━━━━━ RECORDED INFORMATION
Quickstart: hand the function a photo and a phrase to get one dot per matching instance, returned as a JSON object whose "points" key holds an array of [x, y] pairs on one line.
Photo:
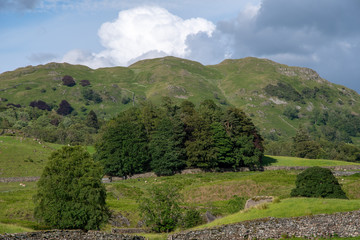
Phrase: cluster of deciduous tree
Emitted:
{"points": [[169, 138], [306, 146], [50, 126]]}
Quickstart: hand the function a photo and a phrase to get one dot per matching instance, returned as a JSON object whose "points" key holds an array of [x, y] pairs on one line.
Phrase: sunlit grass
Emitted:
{"points": [[291, 207], [294, 161]]}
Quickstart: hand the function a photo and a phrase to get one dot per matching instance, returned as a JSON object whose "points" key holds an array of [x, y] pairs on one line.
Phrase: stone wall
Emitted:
{"points": [[69, 235], [339, 224]]}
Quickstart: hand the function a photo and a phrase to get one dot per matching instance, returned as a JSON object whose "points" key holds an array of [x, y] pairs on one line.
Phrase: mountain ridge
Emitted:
{"points": [[262, 87]]}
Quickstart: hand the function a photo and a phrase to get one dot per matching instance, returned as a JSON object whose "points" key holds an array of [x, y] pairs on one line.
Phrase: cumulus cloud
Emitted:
{"points": [[322, 35], [42, 57], [18, 4], [140, 33]]}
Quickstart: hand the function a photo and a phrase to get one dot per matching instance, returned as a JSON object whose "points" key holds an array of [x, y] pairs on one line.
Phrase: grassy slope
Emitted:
{"points": [[25, 157], [295, 161], [207, 191], [292, 207], [236, 82]]}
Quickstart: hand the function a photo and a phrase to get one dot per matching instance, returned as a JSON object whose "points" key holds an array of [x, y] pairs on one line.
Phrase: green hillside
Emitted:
{"points": [[263, 88]]}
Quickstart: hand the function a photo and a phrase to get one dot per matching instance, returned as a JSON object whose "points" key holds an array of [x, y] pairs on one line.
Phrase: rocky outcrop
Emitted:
{"points": [[69, 235], [339, 224]]}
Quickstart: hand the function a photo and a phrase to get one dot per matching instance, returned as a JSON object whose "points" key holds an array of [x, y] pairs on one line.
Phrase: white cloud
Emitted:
{"points": [[139, 33]]}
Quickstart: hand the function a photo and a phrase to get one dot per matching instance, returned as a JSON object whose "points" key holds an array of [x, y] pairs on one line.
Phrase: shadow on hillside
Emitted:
{"points": [[267, 161]]}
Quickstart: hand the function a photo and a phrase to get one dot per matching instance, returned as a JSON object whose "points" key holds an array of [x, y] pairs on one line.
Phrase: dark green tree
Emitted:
{"points": [[123, 147], [291, 112], [167, 147], [200, 147], [304, 147], [161, 209], [223, 146], [70, 193], [64, 108], [247, 142], [91, 120], [317, 182]]}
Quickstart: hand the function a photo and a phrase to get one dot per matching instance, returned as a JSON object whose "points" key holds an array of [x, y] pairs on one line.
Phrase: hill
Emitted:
{"points": [[278, 97]]}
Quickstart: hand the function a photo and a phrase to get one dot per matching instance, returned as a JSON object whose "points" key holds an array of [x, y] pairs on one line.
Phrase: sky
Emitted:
{"points": [[323, 35]]}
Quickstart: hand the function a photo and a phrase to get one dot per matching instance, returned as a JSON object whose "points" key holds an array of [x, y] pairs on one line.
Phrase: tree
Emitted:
{"points": [[291, 112], [64, 108], [223, 146], [123, 147], [68, 81], [40, 105], [70, 192], [91, 120], [317, 182], [247, 142], [161, 209], [304, 147], [167, 147]]}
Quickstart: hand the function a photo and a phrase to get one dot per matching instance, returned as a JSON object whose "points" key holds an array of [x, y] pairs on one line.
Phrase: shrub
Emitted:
━━━━━━━━━━
# TASK DESCRIPTION:
Your job is to transcribe the entries above exactly; skip the pictures.

# RESPONSE TO THE EXERCISE:
Quickstart: hand the function a photo and a phrase to get one dot per matching instance, returned as a JSON object whose "points" key holds an array of [x, y] pairs on one line.
Photo:
Phrase: cluster of deciduous tree
Emitted:
{"points": [[169, 138], [306, 146], [50, 126]]}
Quickstart: hand the function a photo and a phrase to get one dot per matching instance, returned as a JSON object whose "points" key holds an array of [x, y] pairs on one line.
Phrase: sunlit grass
Emitted:
{"points": [[291, 207], [294, 161]]}
Quickstart: hand the function a photo and a phrase to get one dot per matching instance, returned as a JSON object whose "points" key holds an array of [x, y] pairs on one line.
Phrase: stone wall
Emitted:
{"points": [[69, 235], [339, 224]]}
Quickstart: hand the function a photo and a phrase to get one dot per matching instance, returned as a JSON object whose "points" key holds an array of [x, y] pairs on one line.
Phrase: mountain ridge
Emitted:
{"points": [[262, 87]]}
Quickstart: hand the function a photo and a phrase to get one dot per matching instance, returned as a JSON object whose "points" key holds an array of [x, y] pairs on one line.
Phrase: cumulus cloud
Emitted:
{"points": [[322, 35], [42, 57], [18, 4], [140, 33]]}
Quickstart: hand the function a photo and a phrase to get one dot per matching instance, returned as a JSON object whose "points" key holds an array of [x, y] pairs on one line.
Phrase: grassy slope
Emitted:
{"points": [[25, 157], [295, 161], [207, 191], [292, 207], [236, 82]]}
Quickstart: hand the function a photo and a phrase to get one dot per matching instance, returned as a JSON object whose "points" key holds an array of [x, y] pairs on one line.
Phrase: green hillside
Emitted:
{"points": [[263, 88]]}
Quickstart: hand the function a photo and a phrase to get one dot per matching instance, returned as a JSON object whose "points" key holds an array of [x, y] pairs on one line.
Phrase: rocky outcrop
Emitted:
{"points": [[69, 235], [339, 224]]}
Quickstart: hand the function a photo and a phrase to get one dot per matching instance, returned as a JSON object whose "points" key holds an array of [x, y] pairs on one line.
Phrase: white cloud
Emitted:
{"points": [[139, 33]]}
Quickstart: hand the function a photo and a phrase to get one dot per matching instance, returned as a JSON object whose "points" key holds an array of [x, y] pairs on one line.
Phrase: shadow on hillside
Emitted:
{"points": [[267, 161]]}
Quickstart: hand the function a photo and a phrase to get one dot per matching instance, returned as a JSON object whose "points" key holds an array of [x, y] pairs on one line.
Phrase: dark green tree
Emitted:
{"points": [[123, 147], [291, 112], [167, 147], [200, 147], [304, 147], [161, 209], [223, 146], [70, 193], [64, 108], [247, 142], [91, 120], [317, 182]]}
Quickstart: hand the function a photo and a phrase to get one dot per matching instance, returned as a JSON object whose "points" key holds an array of [x, y] pairs on one line.
Phrase: hill
Emitted:
{"points": [[278, 97]]}
Quickstart: hand the function a photo and a phrase to get one dot per matching instance, returned as a JSON object whose "points" key holds an array of [x, y] pairs on one line.
Phrase: sky
Emitted:
{"points": [[323, 35]]}
Quickstart: hand the function a photo and a phrase to get one dot per matching instance, returned as a JSON object whose "points" key holds an array of [x, y] pairs on one line.
Phrase: tree
Emitted:
{"points": [[291, 112], [64, 108], [223, 146], [123, 147], [68, 81], [40, 105], [70, 192], [91, 120], [317, 182], [247, 142], [161, 209], [304, 147], [167, 147]]}
Quickstart: hand the function a photo and a phrase to get one dot per matching instance, returned as a JSON object whose "points" key holds an array of [x, y] pairs on one line.
Phrase: shrub
Emitted:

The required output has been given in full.